### Task brief
Produce a verbatim copy of the entries listed below.
---*---
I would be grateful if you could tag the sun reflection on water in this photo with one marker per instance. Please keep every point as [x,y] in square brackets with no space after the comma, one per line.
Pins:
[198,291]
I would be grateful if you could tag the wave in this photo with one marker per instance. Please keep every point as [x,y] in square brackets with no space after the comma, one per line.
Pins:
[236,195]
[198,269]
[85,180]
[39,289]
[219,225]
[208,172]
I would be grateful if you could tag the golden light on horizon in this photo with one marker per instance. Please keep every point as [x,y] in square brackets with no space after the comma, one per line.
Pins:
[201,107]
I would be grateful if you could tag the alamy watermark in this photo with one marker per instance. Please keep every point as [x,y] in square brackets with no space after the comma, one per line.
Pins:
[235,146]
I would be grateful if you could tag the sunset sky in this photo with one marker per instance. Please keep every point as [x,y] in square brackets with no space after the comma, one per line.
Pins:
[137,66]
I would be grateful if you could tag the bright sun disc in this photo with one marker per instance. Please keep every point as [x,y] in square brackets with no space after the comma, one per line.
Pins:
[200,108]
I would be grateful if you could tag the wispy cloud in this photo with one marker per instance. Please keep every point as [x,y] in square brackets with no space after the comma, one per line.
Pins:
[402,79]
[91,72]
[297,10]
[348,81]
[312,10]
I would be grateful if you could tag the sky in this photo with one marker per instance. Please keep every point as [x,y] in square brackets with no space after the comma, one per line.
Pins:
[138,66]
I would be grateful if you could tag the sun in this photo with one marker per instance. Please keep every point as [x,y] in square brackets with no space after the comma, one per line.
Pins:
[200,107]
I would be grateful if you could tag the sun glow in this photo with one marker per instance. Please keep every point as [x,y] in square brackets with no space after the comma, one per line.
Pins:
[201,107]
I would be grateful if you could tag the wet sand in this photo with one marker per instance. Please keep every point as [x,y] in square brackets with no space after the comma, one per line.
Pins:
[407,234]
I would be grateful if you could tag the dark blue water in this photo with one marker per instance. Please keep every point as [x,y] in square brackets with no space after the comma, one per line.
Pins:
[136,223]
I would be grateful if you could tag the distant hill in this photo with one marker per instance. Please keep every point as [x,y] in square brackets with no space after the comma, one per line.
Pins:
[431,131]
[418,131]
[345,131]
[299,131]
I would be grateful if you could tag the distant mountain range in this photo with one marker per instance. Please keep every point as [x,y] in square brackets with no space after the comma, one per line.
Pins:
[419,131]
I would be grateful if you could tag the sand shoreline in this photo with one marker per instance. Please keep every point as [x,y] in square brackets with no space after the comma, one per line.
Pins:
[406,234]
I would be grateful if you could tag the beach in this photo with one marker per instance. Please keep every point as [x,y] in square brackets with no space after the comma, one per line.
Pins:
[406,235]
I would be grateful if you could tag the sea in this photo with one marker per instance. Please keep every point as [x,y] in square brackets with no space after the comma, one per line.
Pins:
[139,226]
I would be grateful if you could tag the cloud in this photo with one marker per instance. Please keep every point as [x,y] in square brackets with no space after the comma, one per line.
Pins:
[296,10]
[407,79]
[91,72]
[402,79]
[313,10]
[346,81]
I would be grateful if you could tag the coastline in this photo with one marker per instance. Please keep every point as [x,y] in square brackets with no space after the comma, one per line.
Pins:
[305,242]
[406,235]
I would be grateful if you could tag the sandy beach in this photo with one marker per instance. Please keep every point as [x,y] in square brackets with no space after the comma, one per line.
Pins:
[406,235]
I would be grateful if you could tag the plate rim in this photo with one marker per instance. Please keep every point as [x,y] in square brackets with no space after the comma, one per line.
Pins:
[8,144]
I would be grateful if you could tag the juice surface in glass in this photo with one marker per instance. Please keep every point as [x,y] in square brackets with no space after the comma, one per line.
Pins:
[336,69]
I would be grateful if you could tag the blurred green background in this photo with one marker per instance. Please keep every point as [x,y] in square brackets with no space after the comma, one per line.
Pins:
---*---
### Expected answer
I would be grateful if you could tag the sun reflection on water in this photo with one marker per instance. Please keep every point as [x,y] in square brackets with no space after the comma, one per line.
Pins:
[198,291]
I would be grateful if you could tag the wave in this photo with one marker per instance. Please keep every point as [x,y] in square brackets with no space after the comma, one per line.
Pins:
[236,195]
[198,269]
[85,180]
[39,289]
[219,225]
[208,172]
I would be grateful if you could tag the golden light on horizon in this photo with one marker per instance. Please keep every point as [x,y] in square brackets with no space after the comma, one per line.
Pins:
[201,107]
I would be grateful if you could tag the alamy watermark in this photo with one marker per instance. Please keep every point as [x,y] in square brackets with no space after the comma, one per line.
Pins:
[235,146]
I would be grateful if you could tag the sunset sky in this photo with one marker per instance. Please keep every point as [x,y] in square brackets with no space after the comma, one per line.
Pins:
[137,66]
I would be grateful if you could tag the bright sun disc in this photo with one marker per instance. Please keep every point as [x,y] in square brackets with no space after the comma, one per line.
Pins:
[200,108]
I would be grateful if you could tag the wispy cloud in this photo with one marker per instance. Please keep every point as [x,y] in square brackets with no space after the comma, one per line.
Pins:
[402,79]
[91,72]
[297,10]
[348,81]
[312,10]
I would be grateful if you could tag the sky in this photo with one marker per instance. Please keep every point as [x,y] in square brackets with no space after the comma, one per line.
Pins:
[138,66]
I would be grateful if you could tag the sun in this photo with one marker per instance. Please keep every point as [x,y] in square brackets with no space after the comma, one per line.
Pins:
[200,107]
I would be grateful if you could tag the sun glow in this photo with one marker per instance. Please keep every point as [x,y] in square brackets with no space after the comma, one per line.
Pins:
[201,107]
I would be grateful if you could tag the wet sand in this photo with one marker per instance. Please keep every point as [x,y] in square brackets with no space after the comma, one per line.
Pins:
[407,234]
I would be grateful if you could tag the dark blue water in this photo with one marker per instance. Please keep every point as [x,y] in square brackets with no space after the comma, one per line.
Pins:
[136,223]
I would be grateful if you could tag the distant hill in this photo with one marker per instance. Please keep every point as [x,y] in square brackets with no space after the comma, one per line.
Pins:
[431,131]
[418,131]
[345,131]
[299,131]
I would be grateful if you could tag the distant mountain range in this photo with one marker per instance. Please keep every point as [x,y] in square brackets with no space after the comma, one per line.
Pins:
[419,131]
I would be grateful if you could tag the sand shoreline in this photo with one marker per instance. Please keep every point as [x,y] in square brackets with no space after the comma, one per line.
Pins:
[406,234]
I would be grateful if you could tag the beach in this photo with one marker per instance. Please keep every point as [x,y] in square brackets with no space after the comma, one per line.
Pins:
[406,235]
I would be grateful if you could tag the sea in this photo with one marker per instance. Please keep every point as [x,y] in square brackets with no space after the comma, one per line.
Pins:
[139,226]
I would be grateful if you could tag the cloud in this photo with one marker per instance. Please keep every point as [x,y] in square brackets with no space after the comma, one per line.
Pins:
[296,10]
[407,79]
[91,72]
[402,79]
[313,10]
[346,81]
I would be grateful if you could tag the coastline in this photo with one marker per instance. Please keep every point as [x,y] in square brackets with no space after the comma, one per line.
Pins:
[305,242]
[406,235]
I would be grateful if you could tag the sandy beach in this photo with one marker per instance. Please keep every point as [x,y] in square brackets with no space after the comma, one per line.
Pins:
[406,235]
I would be grateful if you could tag the plate rim in this photo with one marker per instance. Please keep every point as [x,y] in square brackets with no space after the comma, one per line.
Pins:
[8,144]
I would be grateful if you could tag the juice surface in glass in this photo with one marker per instance. Please keep every point as [x,y] in square brackets with no space after the comma, one per line.
Pins:
[336,69]
I would be grateful if you could tag the blurred green background in this photo with one marker per instance. Please keep every point as [x,y] in square brackets with no space after the comma, one per line.
Pins:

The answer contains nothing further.